[Source document — start]

KEY LARGO, FL. Back in April 2026, state inspectors walked into Calusa Restaurant at Baker's Cay Resort on the Overseas Highway and documented that the kitchen had no verified procedures in place to destroy parasites in fish, a requirement that exists specifically to protect customers eating undercooked or raw seafood. That violation, combined with a failure to maintain proper shellfish identification records, meant that anyone who ordered raw oysters, clams, or a lightly seared fish dish that day had no assurance of where the seafood came from or whether it had been handled safely.
The April 8 inspection produced 11 high-severity violations and 3 intermediate violations. The restaurant was not emergency-closed.
What Inspectors Found
The parasite destruction failure was not the only serious food safety breakdown documented that day. Inspectors also cited the restaurant for inadequate shell stock identification records, meaning there was no reliable paper trail for the oysters, clams, or mussels being served. If a customer had gotten sick, there would have been no way to trace the shellfish back to its source.
Inspectors found that employees were not properly reporting illness symptoms, and that handwashing was both inadequate and performed with improper technique. Two separate high-severity violations covered handwashing, one for failing to wash often enough and one for washing incorrectly, meaning the handwashing that did occur may not have removed pathogens at all.
Food contact surfaces were not properly cleaned or sanitized. Time was not being used correctly as a public health control, meaning food was allowed to sit in the bacterial growth temperature range without a documented time limit. There was no consumer advisory on the menu for raw or undercooked foods.
Two separate violations covered chemical storage: toxic chemicals were improperly stored or labeled, and toxic substances were improperly identified, stored, or used. Both categories were flagged as high-severity on the same inspection.
The three intermediate violations covered single-use items being reused, inadequate ventilation and lighting, and improper use of wiping cloths.

[Source document — finish]
[Dataset extract — start]

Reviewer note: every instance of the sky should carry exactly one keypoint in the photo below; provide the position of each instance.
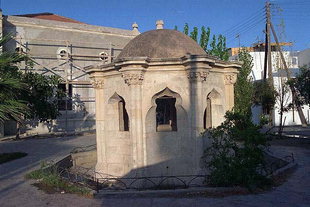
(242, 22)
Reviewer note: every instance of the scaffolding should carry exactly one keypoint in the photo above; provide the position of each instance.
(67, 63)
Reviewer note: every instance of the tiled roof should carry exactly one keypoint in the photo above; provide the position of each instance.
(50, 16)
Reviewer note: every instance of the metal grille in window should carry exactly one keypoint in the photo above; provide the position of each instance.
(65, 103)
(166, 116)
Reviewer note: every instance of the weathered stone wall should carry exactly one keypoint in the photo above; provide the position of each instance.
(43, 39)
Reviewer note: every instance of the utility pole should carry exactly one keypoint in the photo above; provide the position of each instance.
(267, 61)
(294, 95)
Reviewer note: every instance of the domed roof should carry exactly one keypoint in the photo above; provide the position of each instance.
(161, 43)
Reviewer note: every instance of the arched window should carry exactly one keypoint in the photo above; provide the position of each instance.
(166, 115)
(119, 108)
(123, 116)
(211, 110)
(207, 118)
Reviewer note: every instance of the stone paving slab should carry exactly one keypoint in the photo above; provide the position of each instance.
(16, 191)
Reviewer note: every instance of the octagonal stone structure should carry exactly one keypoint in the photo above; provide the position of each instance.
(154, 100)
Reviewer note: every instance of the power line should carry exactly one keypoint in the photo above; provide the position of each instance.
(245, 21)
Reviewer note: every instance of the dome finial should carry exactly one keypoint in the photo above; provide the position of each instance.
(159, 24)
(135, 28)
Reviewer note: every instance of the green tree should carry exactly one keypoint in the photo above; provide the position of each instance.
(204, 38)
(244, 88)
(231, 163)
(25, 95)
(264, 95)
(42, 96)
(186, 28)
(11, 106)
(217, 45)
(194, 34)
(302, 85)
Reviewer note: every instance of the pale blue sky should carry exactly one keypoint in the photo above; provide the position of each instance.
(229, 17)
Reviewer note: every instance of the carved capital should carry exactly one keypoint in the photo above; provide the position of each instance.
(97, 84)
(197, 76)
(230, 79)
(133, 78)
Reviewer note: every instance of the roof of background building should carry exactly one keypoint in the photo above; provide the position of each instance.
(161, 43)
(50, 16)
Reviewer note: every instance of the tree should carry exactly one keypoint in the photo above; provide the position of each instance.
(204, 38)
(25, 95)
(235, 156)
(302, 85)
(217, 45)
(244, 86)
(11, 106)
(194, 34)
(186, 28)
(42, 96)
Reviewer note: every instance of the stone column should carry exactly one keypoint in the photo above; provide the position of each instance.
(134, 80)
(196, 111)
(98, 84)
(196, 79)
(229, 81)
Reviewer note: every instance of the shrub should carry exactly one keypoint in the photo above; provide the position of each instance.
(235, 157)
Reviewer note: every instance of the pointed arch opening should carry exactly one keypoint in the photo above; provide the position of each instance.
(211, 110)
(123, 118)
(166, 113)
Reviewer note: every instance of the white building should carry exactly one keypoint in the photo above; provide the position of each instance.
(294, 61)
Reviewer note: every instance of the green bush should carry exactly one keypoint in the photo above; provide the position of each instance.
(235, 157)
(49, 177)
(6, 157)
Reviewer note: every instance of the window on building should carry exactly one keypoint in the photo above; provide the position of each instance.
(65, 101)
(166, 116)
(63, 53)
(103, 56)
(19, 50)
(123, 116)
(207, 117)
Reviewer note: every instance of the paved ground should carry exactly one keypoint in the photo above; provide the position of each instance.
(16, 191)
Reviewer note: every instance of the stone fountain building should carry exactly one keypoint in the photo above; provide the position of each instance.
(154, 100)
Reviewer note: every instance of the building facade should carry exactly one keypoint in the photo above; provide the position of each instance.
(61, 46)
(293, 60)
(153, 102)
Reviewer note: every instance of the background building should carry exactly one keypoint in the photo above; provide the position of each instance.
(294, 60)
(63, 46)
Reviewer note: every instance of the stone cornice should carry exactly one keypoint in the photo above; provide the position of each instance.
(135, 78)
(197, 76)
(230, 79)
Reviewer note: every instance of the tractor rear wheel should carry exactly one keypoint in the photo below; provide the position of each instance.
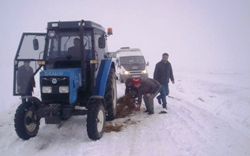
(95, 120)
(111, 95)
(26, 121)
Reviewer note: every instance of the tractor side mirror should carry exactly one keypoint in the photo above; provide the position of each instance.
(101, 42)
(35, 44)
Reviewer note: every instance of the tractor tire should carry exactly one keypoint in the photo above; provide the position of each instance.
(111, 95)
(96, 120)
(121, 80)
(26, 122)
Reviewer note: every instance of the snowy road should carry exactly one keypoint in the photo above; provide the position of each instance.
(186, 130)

[Dataset extract — finish]

[Task item A] For the restaurant inspection article, say whether each statement agrees with it, answering yes or no and quoting the words that decide it: (i) the restaurant was emergency-closed after the April 8 inspection; (ii) two high-severity violations concerned handwashing; (iii) the menu carried a consumer advisory for raw or undercooked foods.
[Task item B] Extend the restaurant inspection article, picking up after its last sentence.
None of the data is needed here.

[Exercise output A]
(i) No: "The restaurant was not emergency-closed."
(ii) Yes: "Two separate high-severity violations covered handwashing"
(iii) No: "There was no consumer advisory on the menu for raw or undercooked foods."

[Exercise output B]
What These Violations Mean
The parasite destruction violation is one of the most direct physical risks in the inspection record. Without verified freezing or cooking protocols, parasites including Anisakis roundworm and tapeworm larvae can survive in fish and cause serious illness in anyone who eats it. A resort restaurant serving seafood on the Florida Keys, where raw and lightly cooked fish dishes are common, carries particular exposure on this violation.
The shellfish traceability failure compounds that risk. Shellfish are among the highest-risk foods served in restaurants because they are often consumed raw or barely cooked. The tagging and record-keeping system for shell stock exists so that, when a customer gets sick, public health officials can identify the harvest location and pull product from other restaurants before more people are affected. Without those records, that chain breaks entirely.
The illness reporting and handwashing violations together describe a kitchen where sick employees had no clear obligation to disclose symptoms and where hand hygiene, even when attempted, was not being done correctly. Norovirus, the leading cause of foodborne illness outbreaks in restaurant settings, spreads almost entirely through this route. A single symptomatic employee with poor handwashing habits can expose dozens of customers in a single service.
Two high-severity chemical violations on the same inspection, one for storage and labeling and one for identification and use, indicate that cleaning and sanitizing chemicals were not being properly segregated from food preparation areas or clearly marked. Improperly labeled chemicals near food or food contact surfaces create a direct contamination risk that can cause acute illness with no warning.
The Longer Record
Calusa Restaurant: Inspection History
The April 8, 2026 inspection was not an anomaly. Across 23 inspections on record, Calusa Restaurant has accumulated 225 total violations. The facility has never been emergency-closed.
The pattern of high-severity violations stretches back through every inspection year in the record. In March 2023, inspectors found 11 high-severity violations, the same count as April 2026. In December 2024, they found 10 high-severity violations. In April 2025, another 10 high-severity violations. The restaurant has not had a single inspection in the available record that came back clean.
The follow-up inspection on April 9, the day after the April 8 findings, showed 1 high-severity violation still present. That means at least one serious problem documented during the original inspection had not been corrected by the next morning.
In the three years of inspection history available, the restaurant has cycled between moderate and severe violation counts without ever reaching a clean inspection. The facility has accumulated those 225 violations across 23 inspections without triggering an emergency closure.
After 11 high-severity violations on April 8, 2026, Calusa Restaurant at Baker's Cay Resort remained open for business.